# Problems with Neteller



## desperatedan (5 Nov 2011)

Sorry to dig up this thread, but I am having problems with my Neteller Account, which I have used before without problem.

1) I have deposited funds, €350.00, by on-line 3rd party transfer, from  my PTSB account. I have done this before without problem, and it always  arrived within 2 days. 

However, I did this transaction last Monday (Bank Holiday?) 31st Oct. It  appeared as sent in my PTSB on-line banking on 1st Nov.......and has  not yet arrived in my Neteller Account, showing *pending*....this  is now going to be into next week, i.e. next Monday, at the  earliest.......I have checked with PTSB, and the funds have indeed been  sent to Neteller Irish Account, Euro transfer to Barclays Bank Dublin, with a IE IBAN.

Neteller response has been pathetic, quoting some script which says up to 5 business days, yada, yada......

2) More annoying now, they say you can deposit funds form your Visa Debit Card, which I have....no fees, and instant.....

Tried a sample transfer, min amount of €15, went through the "Verified by Visa" registration, username and password stuff, and 

kappppoww.....deposit declined, instant e-mail from Neteller with this  insulting message:

 	Quote:
 	 	 		 			 				Due to the high volume of declined card transactions for online gaming, your attempt to make a deposit in your NETELLER account was declined. 			 		 	 	 
Why insulting??? 

Because I have never in my life used my Debit, or Credit Cards for on-line gaming.

Ever.....Never......

So, what gives with Neteller, does anyone know, or are they on the way out....

they are with me!!!! 		http://www.askaboutmoney.com/showthread.php?p=1217120#post1217120


----------



## DublinCeltic (6 Dec 2011)

On point number 2 i have had the same problems using PTSB visa debit, it worked fine the first time then i kept getting the same error message.

I contacted neteller about this and i was told that a third party company in america processes these transactions and they regularly block them due to gaming laws, the guy on the other end didn't really have a clue to be fair.

It didn't sound right to me at all as your are using a debit card to lodge money into a prepaid mastercard from your bank account.
He actually told me to lodge money into the likes of ukcash and then onto neteller but couldn't understand my point of it not being a free transaction which defeats the purpose totally as visa debit deposits are free.

I only use neteller for booking ryanair flights so i just knocked it on the head. A friend of mine has no problems with his card though so it is a bit confusing.


----------

## Exercise
In the Neteller forum thread, what does DublinCeltic say he uses Neteller for?

## Rows
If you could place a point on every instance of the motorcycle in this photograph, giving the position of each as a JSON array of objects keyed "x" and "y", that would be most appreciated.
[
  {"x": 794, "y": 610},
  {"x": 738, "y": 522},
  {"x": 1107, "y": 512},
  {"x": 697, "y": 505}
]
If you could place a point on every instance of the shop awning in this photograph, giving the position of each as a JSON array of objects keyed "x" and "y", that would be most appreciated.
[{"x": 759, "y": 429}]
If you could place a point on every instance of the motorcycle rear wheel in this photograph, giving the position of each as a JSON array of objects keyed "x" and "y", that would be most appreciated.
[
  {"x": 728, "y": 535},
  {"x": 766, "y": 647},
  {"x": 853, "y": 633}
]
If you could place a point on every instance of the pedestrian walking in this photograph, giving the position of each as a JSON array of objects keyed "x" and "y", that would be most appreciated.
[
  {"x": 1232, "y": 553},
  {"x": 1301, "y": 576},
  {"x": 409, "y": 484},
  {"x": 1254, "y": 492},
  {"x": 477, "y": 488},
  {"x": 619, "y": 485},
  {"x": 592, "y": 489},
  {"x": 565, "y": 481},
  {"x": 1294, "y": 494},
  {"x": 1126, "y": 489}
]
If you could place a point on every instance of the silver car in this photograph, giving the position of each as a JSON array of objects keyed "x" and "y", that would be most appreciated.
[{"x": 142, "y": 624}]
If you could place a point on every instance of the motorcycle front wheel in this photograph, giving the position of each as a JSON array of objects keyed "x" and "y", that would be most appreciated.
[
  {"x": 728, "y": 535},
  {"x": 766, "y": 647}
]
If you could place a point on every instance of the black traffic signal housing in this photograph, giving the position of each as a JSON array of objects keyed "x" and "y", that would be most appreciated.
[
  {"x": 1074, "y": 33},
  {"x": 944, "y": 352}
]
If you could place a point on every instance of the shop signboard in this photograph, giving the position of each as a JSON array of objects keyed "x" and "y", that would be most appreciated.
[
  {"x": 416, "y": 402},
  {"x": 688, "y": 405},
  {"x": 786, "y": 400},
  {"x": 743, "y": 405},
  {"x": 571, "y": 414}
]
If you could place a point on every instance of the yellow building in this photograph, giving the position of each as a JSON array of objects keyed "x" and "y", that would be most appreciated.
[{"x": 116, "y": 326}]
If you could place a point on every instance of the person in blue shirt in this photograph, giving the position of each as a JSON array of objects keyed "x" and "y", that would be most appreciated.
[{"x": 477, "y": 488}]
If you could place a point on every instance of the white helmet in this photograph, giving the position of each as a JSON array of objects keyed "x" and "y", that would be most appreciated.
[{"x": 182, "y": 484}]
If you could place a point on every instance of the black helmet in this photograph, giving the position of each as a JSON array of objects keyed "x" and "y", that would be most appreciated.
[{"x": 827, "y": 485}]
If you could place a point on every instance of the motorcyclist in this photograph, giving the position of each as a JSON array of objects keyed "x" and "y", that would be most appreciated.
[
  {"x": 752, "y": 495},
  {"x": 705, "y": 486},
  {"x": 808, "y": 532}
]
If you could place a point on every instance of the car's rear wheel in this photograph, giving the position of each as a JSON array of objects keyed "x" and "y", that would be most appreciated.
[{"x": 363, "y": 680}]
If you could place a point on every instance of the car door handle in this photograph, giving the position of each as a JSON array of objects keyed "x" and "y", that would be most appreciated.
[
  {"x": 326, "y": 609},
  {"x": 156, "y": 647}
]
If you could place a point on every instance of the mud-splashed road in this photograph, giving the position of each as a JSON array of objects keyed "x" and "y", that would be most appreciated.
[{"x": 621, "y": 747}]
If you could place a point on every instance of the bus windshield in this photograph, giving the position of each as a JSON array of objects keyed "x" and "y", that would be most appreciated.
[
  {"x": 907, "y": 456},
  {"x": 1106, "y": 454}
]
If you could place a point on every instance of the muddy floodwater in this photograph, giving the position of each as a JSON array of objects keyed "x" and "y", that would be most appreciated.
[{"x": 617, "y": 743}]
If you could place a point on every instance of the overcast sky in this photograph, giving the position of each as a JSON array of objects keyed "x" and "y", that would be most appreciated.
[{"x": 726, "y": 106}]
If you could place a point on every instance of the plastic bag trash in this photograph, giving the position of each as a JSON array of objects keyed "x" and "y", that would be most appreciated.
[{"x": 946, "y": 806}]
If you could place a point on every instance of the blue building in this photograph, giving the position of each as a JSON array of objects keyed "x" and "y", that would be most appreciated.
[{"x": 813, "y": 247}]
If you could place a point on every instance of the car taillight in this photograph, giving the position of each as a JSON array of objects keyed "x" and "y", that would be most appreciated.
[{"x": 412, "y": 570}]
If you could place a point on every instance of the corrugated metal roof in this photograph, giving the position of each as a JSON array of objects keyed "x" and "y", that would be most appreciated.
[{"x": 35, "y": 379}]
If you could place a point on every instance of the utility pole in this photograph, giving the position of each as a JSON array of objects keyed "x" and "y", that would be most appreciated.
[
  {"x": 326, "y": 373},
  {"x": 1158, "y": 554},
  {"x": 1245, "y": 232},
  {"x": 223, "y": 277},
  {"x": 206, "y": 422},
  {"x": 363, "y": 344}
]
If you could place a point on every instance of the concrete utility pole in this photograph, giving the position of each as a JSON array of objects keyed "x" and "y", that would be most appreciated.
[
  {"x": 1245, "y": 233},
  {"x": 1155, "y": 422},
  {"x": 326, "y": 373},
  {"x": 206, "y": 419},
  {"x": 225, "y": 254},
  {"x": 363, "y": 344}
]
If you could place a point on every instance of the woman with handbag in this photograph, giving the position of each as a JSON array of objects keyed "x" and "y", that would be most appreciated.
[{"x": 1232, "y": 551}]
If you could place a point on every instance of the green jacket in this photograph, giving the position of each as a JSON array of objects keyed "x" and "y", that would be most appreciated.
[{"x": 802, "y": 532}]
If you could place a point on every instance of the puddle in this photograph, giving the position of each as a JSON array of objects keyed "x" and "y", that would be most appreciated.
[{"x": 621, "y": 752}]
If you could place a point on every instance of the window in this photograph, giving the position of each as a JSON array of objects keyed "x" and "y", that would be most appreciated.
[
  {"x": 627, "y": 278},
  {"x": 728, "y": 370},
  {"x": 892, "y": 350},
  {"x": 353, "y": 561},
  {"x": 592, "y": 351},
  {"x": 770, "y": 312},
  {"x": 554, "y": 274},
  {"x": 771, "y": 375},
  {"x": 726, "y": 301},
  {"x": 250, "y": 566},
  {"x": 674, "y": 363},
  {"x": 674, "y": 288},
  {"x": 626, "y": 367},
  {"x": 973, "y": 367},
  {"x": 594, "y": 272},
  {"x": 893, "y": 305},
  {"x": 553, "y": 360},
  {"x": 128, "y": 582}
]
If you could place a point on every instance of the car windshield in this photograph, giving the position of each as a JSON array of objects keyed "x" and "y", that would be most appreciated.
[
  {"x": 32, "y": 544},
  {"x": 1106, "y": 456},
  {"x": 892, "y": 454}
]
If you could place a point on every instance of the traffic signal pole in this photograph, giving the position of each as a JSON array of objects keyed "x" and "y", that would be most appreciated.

## Correct response
Booking Ryanair flights.